> [Directions for this task]
Only the count is needed. Count the lines below with the word "tree" in them.

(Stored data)
□ □ □
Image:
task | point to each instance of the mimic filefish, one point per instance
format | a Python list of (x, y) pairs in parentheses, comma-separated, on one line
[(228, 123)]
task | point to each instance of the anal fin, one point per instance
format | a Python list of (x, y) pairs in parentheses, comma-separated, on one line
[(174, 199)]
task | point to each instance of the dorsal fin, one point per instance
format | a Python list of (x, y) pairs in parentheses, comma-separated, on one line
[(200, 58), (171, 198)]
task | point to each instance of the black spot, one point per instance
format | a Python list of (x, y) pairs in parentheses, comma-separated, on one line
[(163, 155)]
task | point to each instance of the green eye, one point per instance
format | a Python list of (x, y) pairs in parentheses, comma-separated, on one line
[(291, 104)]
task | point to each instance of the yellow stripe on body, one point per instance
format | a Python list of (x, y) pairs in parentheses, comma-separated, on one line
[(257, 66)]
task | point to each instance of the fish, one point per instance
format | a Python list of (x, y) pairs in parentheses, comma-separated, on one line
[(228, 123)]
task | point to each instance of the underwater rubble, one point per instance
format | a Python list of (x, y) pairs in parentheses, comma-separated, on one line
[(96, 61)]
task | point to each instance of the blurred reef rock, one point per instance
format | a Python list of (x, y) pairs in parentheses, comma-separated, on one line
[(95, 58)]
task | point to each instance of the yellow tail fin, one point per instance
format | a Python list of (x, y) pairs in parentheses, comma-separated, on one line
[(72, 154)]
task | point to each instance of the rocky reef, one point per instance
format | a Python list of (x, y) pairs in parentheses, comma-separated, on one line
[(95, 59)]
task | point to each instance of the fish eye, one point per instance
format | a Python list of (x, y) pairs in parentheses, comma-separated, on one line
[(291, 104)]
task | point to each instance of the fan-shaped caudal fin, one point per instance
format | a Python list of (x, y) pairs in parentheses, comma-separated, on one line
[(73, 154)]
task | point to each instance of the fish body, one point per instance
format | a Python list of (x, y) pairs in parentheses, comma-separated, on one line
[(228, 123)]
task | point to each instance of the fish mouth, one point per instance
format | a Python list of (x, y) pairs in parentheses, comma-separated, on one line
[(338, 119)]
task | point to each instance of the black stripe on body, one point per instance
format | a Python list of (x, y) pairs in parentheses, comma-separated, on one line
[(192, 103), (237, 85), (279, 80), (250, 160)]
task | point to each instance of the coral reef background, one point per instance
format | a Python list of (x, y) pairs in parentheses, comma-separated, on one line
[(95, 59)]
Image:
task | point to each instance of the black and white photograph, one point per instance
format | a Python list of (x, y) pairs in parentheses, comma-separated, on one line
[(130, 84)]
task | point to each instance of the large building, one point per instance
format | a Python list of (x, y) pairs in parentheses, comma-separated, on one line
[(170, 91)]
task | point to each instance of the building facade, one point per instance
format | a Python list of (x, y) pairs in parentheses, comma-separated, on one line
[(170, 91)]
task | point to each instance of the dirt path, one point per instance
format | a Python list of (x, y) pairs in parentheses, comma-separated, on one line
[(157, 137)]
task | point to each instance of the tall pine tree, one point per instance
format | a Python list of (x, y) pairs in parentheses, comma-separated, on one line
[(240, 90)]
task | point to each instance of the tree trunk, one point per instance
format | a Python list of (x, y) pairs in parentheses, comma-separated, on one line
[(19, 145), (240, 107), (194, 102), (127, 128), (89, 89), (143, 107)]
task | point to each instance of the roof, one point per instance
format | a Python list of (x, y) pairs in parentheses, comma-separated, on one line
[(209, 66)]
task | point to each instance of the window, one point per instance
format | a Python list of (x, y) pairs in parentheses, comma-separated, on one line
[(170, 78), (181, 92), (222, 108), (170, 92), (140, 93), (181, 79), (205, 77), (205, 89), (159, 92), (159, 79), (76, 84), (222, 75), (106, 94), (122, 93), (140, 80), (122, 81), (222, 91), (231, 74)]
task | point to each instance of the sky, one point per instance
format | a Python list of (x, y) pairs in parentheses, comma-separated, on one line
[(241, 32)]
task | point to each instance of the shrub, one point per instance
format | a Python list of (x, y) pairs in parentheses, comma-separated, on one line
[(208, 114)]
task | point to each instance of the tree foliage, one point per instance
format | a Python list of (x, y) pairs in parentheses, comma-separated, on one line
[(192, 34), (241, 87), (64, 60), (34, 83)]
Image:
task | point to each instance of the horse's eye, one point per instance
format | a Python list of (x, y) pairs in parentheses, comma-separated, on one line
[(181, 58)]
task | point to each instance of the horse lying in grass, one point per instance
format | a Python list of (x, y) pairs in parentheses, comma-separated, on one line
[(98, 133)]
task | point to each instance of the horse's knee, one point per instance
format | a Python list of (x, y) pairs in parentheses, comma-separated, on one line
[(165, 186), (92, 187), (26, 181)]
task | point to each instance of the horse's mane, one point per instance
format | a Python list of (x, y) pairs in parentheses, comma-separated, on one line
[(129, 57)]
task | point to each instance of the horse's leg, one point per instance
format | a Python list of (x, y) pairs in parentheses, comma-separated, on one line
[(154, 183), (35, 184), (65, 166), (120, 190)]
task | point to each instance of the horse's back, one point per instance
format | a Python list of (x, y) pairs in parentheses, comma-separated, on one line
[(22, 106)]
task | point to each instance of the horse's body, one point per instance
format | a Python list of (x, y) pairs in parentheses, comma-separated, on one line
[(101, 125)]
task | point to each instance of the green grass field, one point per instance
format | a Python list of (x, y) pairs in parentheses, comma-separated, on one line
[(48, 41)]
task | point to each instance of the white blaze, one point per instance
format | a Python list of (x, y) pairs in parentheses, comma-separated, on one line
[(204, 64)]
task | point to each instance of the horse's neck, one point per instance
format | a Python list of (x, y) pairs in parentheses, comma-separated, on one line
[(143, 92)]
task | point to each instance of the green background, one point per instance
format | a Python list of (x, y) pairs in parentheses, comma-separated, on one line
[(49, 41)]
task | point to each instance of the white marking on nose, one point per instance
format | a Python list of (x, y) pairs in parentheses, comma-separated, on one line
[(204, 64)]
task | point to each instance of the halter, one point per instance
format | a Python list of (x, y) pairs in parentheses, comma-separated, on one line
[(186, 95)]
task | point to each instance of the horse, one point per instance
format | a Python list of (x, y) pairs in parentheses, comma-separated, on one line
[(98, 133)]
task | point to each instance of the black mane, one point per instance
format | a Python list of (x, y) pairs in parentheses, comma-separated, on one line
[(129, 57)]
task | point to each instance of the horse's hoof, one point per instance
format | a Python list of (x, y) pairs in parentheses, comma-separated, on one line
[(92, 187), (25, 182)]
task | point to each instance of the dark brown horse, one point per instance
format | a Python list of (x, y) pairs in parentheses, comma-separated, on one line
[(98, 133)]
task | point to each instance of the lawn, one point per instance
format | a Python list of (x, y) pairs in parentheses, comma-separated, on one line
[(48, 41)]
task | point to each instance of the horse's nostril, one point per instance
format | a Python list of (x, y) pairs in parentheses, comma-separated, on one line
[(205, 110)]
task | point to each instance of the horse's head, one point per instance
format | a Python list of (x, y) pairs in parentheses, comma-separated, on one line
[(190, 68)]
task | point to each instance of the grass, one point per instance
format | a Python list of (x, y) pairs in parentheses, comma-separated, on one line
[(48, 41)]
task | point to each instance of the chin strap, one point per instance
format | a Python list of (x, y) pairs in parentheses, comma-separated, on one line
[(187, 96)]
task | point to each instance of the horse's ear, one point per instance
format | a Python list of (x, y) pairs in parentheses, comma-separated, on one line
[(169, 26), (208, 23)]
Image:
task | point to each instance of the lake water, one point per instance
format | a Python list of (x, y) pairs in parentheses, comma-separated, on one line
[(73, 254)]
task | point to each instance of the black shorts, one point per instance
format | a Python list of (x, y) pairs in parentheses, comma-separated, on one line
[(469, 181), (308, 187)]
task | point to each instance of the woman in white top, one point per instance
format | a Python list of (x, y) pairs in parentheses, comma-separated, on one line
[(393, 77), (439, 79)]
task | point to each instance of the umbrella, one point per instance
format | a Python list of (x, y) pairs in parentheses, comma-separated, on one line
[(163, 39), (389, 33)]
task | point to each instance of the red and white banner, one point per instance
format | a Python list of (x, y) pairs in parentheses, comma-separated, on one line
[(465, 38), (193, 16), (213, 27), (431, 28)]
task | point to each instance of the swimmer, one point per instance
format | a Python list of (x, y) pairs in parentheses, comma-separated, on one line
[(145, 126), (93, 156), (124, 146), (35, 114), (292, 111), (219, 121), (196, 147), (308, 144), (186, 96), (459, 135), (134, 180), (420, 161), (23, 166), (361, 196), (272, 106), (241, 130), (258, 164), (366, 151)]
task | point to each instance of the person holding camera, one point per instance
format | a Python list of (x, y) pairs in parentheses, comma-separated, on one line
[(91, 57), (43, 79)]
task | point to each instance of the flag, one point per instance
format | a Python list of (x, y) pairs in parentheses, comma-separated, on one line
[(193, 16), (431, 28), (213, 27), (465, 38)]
□ □ □
> [Reply]
3